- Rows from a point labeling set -
• • • •
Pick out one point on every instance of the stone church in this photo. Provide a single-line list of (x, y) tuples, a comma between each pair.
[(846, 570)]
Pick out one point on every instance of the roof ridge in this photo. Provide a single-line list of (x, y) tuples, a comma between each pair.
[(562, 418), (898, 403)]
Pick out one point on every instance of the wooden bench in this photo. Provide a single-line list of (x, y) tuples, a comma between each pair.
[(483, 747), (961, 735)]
• • • •
- What is needed -
Reproduce every row above word for word, changing nothing.

- Result of this exercise -
Pick out one point on every instance of the stone church in this photo. Provide a single-line list of (x, y) tuples, a comma between each pair.
[(846, 570)]
Pick out one point on every instance of the roof ridge in this photo. Provide a single-line list of (x, y) tuples, a comma between each pair.
[(562, 418), (898, 403)]
Pick out one point on every instance of the wooden bench in this photo. Provide a single-line list of (x, y) tuples, a comma between each pair.
[(483, 747), (961, 735)]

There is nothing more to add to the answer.